Turn everything in the listing below, from its first line down through the line containing "[[603, 268], [370, 128], [72, 235], [195, 151]]", into a Markdown table with the columns Row and Text: one row per line, numbered in order, with blank lines omitted.
## START THE DATA
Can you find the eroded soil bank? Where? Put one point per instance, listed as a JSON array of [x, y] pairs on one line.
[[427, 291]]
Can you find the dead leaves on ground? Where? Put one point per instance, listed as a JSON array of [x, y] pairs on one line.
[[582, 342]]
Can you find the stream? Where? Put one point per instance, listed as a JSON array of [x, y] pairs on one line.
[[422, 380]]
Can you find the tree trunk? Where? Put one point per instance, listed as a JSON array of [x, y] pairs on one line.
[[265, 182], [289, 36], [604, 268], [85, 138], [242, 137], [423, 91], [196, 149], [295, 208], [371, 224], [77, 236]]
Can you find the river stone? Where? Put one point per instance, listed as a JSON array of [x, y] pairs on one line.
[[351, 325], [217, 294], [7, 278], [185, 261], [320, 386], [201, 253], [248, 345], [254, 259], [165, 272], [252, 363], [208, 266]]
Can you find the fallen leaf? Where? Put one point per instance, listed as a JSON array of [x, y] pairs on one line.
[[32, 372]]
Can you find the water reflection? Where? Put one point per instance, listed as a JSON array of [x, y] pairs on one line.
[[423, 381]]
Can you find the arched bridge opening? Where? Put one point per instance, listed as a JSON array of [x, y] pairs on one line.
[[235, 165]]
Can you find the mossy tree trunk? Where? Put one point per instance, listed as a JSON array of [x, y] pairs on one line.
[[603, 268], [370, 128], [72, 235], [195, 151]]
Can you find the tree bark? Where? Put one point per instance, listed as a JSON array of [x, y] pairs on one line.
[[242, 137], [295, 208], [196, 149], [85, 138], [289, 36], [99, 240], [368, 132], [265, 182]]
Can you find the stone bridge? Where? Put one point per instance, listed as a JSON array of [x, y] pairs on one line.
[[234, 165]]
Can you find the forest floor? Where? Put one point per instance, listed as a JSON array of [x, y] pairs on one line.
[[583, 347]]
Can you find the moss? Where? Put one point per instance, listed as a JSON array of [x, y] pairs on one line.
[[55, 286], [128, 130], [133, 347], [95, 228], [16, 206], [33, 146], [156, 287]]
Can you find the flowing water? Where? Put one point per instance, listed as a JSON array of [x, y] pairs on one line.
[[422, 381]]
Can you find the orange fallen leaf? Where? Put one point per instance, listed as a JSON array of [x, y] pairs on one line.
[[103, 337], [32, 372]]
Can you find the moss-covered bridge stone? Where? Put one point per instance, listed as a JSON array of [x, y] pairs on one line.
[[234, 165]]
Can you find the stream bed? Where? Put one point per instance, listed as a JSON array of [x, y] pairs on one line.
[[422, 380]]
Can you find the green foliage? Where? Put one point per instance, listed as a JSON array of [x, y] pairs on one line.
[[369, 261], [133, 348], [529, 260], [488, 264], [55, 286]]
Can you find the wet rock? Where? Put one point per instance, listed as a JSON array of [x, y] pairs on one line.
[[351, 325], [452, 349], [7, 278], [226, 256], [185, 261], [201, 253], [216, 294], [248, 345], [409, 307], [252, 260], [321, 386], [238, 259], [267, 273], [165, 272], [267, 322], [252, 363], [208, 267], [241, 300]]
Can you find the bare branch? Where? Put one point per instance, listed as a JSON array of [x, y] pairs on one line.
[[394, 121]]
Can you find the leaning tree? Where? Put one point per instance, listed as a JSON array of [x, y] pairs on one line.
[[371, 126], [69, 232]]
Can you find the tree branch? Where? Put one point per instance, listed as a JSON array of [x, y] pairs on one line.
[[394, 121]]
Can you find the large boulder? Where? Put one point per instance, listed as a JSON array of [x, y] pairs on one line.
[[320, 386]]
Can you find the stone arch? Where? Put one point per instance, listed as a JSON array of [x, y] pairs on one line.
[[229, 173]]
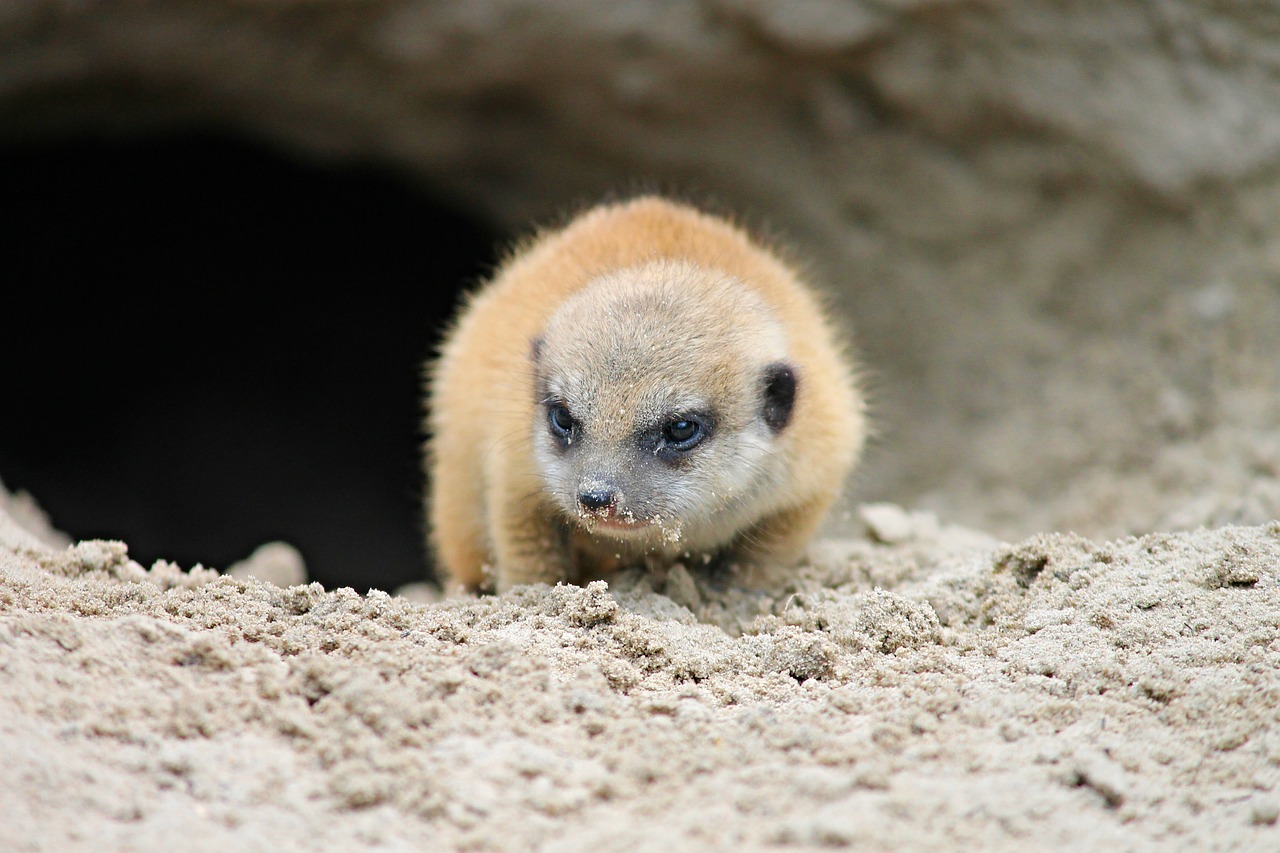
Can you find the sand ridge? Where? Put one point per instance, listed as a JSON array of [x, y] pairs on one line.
[[938, 688]]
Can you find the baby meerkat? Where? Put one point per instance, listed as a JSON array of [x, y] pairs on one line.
[[644, 384]]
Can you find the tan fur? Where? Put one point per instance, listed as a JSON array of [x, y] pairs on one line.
[[638, 309]]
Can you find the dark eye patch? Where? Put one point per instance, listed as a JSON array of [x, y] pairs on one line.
[[780, 396]]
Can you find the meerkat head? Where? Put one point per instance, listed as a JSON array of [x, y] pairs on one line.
[[662, 395]]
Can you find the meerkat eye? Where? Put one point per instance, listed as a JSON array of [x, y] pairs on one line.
[[561, 422], [682, 433]]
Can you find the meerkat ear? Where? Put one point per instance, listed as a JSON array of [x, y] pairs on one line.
[[780, 395]]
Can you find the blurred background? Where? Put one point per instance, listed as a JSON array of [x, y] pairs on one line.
[[231, 233]]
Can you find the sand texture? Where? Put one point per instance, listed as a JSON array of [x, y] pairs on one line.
[[918, 685]]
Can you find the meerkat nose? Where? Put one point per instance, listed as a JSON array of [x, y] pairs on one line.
[[597, 500]]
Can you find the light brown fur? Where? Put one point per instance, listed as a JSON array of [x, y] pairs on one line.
[[630, 315]]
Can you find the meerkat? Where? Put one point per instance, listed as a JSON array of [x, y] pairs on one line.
[[645, 384]]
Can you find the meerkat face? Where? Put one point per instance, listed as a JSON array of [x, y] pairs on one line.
[[662, 396]]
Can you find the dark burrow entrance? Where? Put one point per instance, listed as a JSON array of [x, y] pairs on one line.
[[209, 346]]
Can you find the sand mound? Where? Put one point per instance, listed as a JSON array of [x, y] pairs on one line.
[[918, 685]]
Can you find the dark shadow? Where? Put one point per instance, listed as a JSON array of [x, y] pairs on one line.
[[209, 345]]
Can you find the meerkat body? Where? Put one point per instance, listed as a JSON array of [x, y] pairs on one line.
[[647, 383]]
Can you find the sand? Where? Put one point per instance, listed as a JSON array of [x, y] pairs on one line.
[[918, 685]]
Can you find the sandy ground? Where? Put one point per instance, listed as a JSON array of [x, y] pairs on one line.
[[918, 685]]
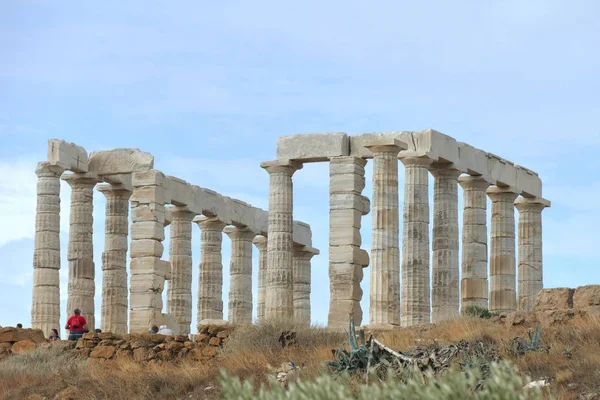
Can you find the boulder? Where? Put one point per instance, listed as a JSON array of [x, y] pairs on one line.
[[12, 335], [105, 352], [554, 299], [586, 296], [24, 346]]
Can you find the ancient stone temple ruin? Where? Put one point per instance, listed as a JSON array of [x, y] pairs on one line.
[[412, 282], [400, 292], [130, 183]]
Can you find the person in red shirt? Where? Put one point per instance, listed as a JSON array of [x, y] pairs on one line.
[[77, 325]]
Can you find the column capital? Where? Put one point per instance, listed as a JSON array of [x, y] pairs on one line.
[[385, 145], [414, 160], [81, 179], [473, 182], [444, 170], [284, 166], [498, 193], [239, 233], [46, 169], [260, 241], [531, 204], [210, 223]]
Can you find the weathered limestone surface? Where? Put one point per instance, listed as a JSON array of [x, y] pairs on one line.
[[179, 289], [301, 273], [120, 161], [346, 259], [148, 271], [444, 290], [210, 281], [114, 259], [385, 252], [474, 285], [415, 241], [80, 252], [240, 270], [530, 275], [279, 304], [45, 306], [503, 297], [261, 244], [67, 156]]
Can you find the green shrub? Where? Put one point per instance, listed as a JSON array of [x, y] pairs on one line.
[[503, 382]]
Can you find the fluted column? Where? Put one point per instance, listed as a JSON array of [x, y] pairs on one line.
[[82, 286], [148, 270], [503, 297], [444, 275], [279, 302], [385, 252], [114, 259], [240, 278], [261, 244], [179, 290], [45, 305], [302, 267], [415, 242], [474, 284], [530, 276], [210, 281], [347, 206]]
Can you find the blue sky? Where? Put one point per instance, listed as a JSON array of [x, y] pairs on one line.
[[207, 87]]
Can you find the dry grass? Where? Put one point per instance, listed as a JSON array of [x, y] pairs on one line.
[[572, 364]]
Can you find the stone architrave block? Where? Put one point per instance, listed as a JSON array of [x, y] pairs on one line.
[[357, 142], [179, 192], [149, 178], [440, 147], [473, 161], [148, 230], [502, 171], [528, 181], [120, 161], [302, 234], [67, 155], [313, 147]]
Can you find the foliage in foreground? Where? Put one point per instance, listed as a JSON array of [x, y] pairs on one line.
[[504, 382]]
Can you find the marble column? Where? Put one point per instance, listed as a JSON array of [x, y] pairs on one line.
[[415, 242], [240, 275], [210, 281], [530, 272], [45, 305], [82, 286], [302, 270], [148, 270], [279, 302], [474, 284], [261, 244], [385, 252], [503, 296], [444, 270], [347, 206], [114, 259], [179, 289]]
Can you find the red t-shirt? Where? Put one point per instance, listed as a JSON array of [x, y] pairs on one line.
[[75, 323]]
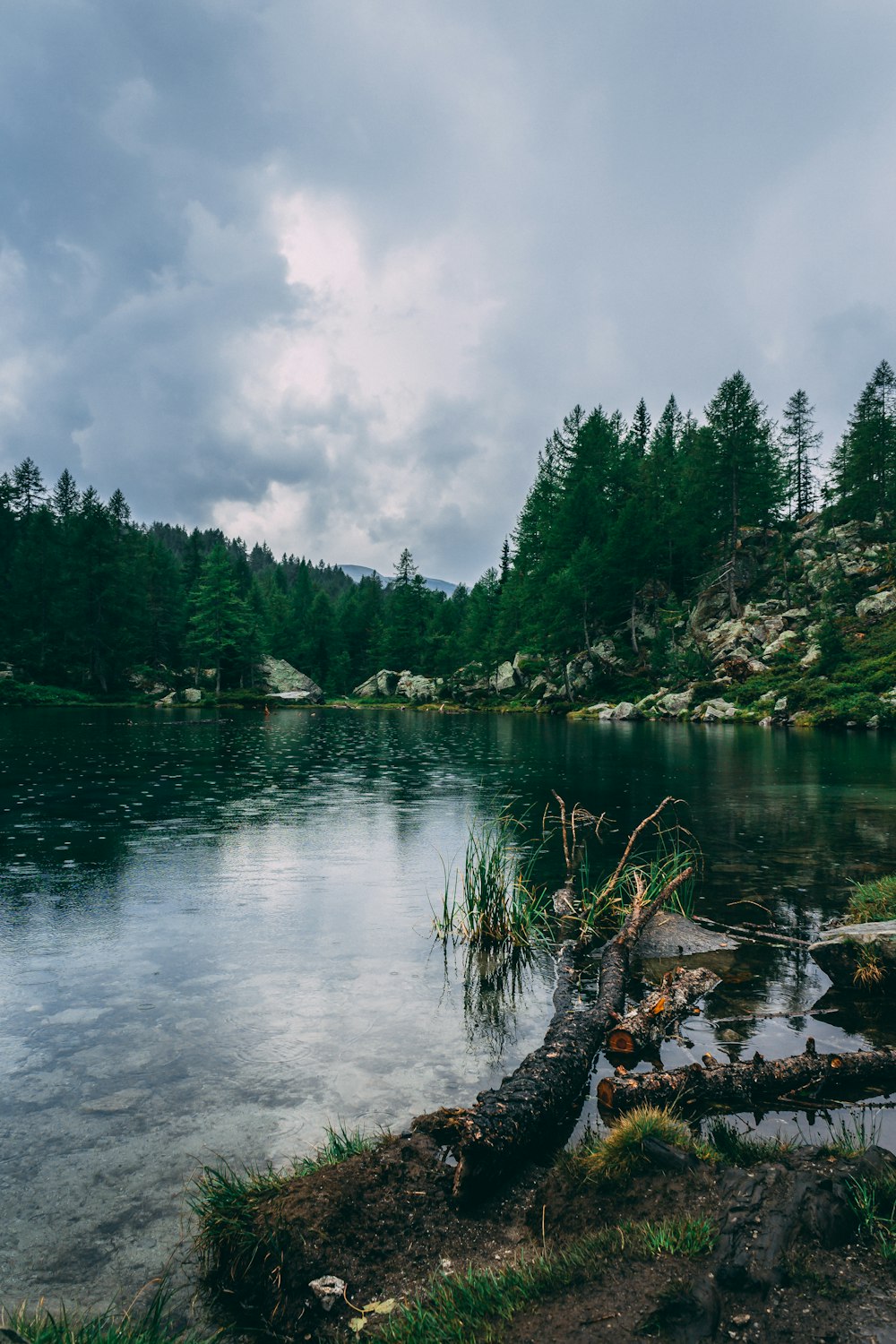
## END THE DATA
FULL OUTPUT:
| Row | Text |
|---|---|
| 1 | Can you find the eroded soil bank? Where? Put one point per instance, listed as a JSON array of [x, y] pairs on one line. |
| 2 | [[427, 291]] |
| 3 | Can you find the dead leaves on ground? Where? Put one point per instance, listed as a JSON array of [x, y] pairs on one line. |
| 4 | [[582, 342]] |
| 5 | Can you find the stream? Where? Put one point per instance, listed as a JSON array of [x, y] pairs on one line. |
| 6 | [[422, 380]] |
| 7 | Can you find the tree trunk? Where? Put one point per instance, listed as a JSON array of [x, y] pairs on one line. |
| 8 | [[265, 182], [289, 36], [604, 268], [85, 138], [242, 137], [423, 91], [196, 149], [295, 208], [371, 224], [77, 236]] |
| 9 | Can you find the river stone? Where? Put one point per instance, listed as a JSON array of [x, y] pairs on one line. |
| 10 | [[351, 325], [217, 294], [7, 278], [185, 261], [320, 386], [201, 253], [248, 345], [254, 259], [165, 272], [252, 363], [208, 266]] |
| 11 | Can you find the fallen leaf? Where? Put one point per instance, listed as a JSON array of [x, y] pairs on one line. |
| 12 | [[32, 372]] |
| 13 | Can you find the water reflection? Where? Put one point per instance, listed as a JSON array of [x, y] pairs on one line. |
| 14 | [[423, 381]] |
| 15 | Can you find the arched bridge opening? Where? Put one point per instance, listed as a JSON array of [x, y] pairs on one line. |
| 16 | [[235, 165]] |
| 17 | Can you find the mossy tree trunk? Where? Put one point per instance, listed as a JSON array of [x, y] pairs on one line. |
| 18 | [[603, 268], [370, 128], [72, 235], [195, 151]] |